▸ Questions:
A – List each person or group of people that the news report on the Athens police station attack says was hurt, along with the injury the report gives for each.
B – Carry on the news report on the Athens police station attack from where it stops, without touching the rows.

▸ Exercise passage:
+--

AFP/Athens
Greece’s new socialist government yesterday faced its first test against extremism after an automatic weapons attack on a police station injured six officers, two of them seriously.
Gunmen on motorbikes strafed the police station in a northern suburb of Athens, Agia Paraskevi, on Tuesday night. A total of 99 cartridges were later recovered from the scene and authorities said two Kalashnikov rifles were used.
A grenade pin was also found but it was not immediately clear if one of the officers had used a flash grenade against the attackers.
A trainee policewoman hit in the lung after being shot in the back was in serious condition, needing an all-night operation to save her life.
A patrolman was also shot in the abdomen and legs, while the remaining four officers received lighter injuries. A passer-by was also hospitalised after suffering a nervous collapse following the attack.
Police noted that the strike had been carefully prepared and timed to coincide with a guard change outside the station, catching the officers in the open.
It also came on the eve of a national holiday commemorating Greek resistance to Fascist Italy in World War II and a day after the government put a bounty on three bank robbery suspects believed to have links with far-left extremism.
Greece’s top police official, Citizen’s Protection Minister Michalis Chrysohoidis, said the victims are alive “purely by chance” and that the attack could have caused more harm.
“The station is in a thickly inhabited area. There was a great possibility that a passer-by, a mother or a child could have been hit,” he told a news conference.

+--

▸ Data under study:
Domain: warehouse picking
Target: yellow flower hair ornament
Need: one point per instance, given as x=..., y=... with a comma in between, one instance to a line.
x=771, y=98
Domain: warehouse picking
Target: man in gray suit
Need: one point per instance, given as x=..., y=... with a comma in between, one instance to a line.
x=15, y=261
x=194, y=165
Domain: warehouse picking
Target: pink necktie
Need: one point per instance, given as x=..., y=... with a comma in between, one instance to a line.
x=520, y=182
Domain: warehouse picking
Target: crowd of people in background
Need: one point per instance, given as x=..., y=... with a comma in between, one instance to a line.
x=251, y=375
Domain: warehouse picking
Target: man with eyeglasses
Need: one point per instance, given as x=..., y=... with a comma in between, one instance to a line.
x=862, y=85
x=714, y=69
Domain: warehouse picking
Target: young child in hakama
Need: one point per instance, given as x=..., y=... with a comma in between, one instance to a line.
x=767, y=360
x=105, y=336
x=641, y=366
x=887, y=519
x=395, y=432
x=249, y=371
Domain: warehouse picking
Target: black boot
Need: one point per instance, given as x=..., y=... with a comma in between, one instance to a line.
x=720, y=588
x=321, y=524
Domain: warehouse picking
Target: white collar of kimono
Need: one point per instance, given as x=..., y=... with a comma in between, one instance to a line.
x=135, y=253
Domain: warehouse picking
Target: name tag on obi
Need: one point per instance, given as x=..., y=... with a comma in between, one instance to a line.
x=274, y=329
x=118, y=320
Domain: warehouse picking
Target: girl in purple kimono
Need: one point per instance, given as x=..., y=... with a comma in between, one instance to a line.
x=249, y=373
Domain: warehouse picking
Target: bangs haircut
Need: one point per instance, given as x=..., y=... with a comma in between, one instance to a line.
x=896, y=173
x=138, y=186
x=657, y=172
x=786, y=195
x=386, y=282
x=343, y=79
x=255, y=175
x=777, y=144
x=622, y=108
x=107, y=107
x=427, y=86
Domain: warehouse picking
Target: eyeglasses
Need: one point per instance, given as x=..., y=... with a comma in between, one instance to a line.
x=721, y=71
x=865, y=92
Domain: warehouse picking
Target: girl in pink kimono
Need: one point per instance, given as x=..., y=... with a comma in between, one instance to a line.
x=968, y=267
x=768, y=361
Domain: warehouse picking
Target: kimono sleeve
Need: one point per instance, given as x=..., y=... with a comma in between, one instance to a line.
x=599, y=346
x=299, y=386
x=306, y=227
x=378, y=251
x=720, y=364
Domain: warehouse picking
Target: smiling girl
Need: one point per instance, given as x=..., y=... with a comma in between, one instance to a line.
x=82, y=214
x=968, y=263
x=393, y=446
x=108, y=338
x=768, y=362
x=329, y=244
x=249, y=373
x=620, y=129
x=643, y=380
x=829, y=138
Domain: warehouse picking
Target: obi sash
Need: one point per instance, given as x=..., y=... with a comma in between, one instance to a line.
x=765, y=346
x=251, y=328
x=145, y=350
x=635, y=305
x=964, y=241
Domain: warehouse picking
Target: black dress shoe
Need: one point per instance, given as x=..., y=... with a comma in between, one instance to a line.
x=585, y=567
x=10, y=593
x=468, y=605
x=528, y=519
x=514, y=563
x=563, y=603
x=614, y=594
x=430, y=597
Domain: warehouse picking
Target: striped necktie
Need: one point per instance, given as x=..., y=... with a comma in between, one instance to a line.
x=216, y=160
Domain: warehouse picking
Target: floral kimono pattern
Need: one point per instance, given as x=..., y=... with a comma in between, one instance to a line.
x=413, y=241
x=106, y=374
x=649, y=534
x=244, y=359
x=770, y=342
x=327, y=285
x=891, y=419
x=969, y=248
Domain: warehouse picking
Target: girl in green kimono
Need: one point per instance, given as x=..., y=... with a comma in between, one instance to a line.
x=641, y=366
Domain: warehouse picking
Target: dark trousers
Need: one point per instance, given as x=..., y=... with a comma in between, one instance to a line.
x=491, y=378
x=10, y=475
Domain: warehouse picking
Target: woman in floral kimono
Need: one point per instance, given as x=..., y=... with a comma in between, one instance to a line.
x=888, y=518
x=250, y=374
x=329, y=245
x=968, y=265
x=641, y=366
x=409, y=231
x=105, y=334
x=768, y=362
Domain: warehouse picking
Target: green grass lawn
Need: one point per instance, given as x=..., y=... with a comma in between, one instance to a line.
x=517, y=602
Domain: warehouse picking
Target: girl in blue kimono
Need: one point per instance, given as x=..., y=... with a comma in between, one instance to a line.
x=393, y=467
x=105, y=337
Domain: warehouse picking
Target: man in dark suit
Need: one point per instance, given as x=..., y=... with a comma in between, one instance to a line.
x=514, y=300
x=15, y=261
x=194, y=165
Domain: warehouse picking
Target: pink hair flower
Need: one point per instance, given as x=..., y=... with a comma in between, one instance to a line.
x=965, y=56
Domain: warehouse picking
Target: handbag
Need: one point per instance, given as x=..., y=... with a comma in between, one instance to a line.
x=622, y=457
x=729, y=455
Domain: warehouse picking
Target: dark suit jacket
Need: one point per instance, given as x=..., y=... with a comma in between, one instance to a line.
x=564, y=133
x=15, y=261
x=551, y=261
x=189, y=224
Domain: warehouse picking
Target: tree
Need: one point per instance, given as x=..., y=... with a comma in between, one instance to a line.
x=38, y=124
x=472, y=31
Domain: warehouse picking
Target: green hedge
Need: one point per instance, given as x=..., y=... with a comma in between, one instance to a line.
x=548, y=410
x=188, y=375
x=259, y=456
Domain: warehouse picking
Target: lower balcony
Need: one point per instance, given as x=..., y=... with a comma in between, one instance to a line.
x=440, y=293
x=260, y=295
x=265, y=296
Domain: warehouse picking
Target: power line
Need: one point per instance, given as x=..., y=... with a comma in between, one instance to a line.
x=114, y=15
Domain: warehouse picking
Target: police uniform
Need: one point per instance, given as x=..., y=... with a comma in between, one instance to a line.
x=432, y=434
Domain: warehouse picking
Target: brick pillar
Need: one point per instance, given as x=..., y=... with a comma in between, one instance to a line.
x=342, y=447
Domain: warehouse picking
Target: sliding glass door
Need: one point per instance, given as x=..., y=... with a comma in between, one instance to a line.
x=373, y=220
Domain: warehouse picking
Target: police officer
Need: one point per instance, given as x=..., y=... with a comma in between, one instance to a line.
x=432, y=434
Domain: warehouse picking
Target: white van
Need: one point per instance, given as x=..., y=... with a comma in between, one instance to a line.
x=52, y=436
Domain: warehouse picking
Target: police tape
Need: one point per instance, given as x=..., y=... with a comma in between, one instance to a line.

+--

▸ Expected outputs:
A –
- A trainee policewoman: shot in the back and hit in the lung, in serious condition, and needed an all-night operation.
- A patrolman: shot in the abdomen and legs.
- The remaining four officers: lighter injuries.
- A passer-by: hospitalized after a nervous collapse following the attack.

B –
“This is a blind strike targeting all of Greek society. A blind strike against democracy, against the rule of law,” he said. “These cowardly murderers will be arrested and brought to justice.”
Prime Minister George Papandreou yesterday visited the injured officers in hospital before departing for a scheduled trip to Sweden.
Police said they are investigating three stolen motorbikes believed to have been used in the attack that were found abandoned at a train station.
There was no claim of responsibility, although similar attacks have been carried out in the past by two militant groups.
They are the extreme-left group Revolutionary Struggle, active since 2003 and listed by the European Union and US as a terrorist organisation, and the Revolutionary Sect which appeared early this year.
Revolutionary Sect has threatened to indiscriminately kill police officers, noting in a February letter heralding its appearance that “from now on, the life of every cop is not worth more than a bullet.”
Leftist extremists have launched a number of attacks on police targets since riots last December triggered by the fatal shooting of a 15-year-old youth.
Revolutionary Struggle in January ambushed a police patrol and nearly killed a young officer. In June, Revolutionary Sect murdered an anti-terror officer outside the home of a witness in the trial of another left-wing militant group.
The socialists came to power earlier this month with pledges to crack down on left-wing militancy.
Chrysohoidis was public order minister in 2002 when police succeeded in dismantling the country’s deadliest far-left organisation called November 17, blamed for 23 murders between 1975 and 2000, including two police officers.
But the recent attacks have put renewed heat on the police and Chrysohoidis told parliament last week that the department “has gone to pieces.”
Police were heavily criticised in December for failing to stop the riots and looting that followed the Athens teenager’s fatal shooting.
The department is nominally headless since last week when Chrysohoidis sacked its chief over the arrest of a number of left-wing figures which the minister criticised as overzealous.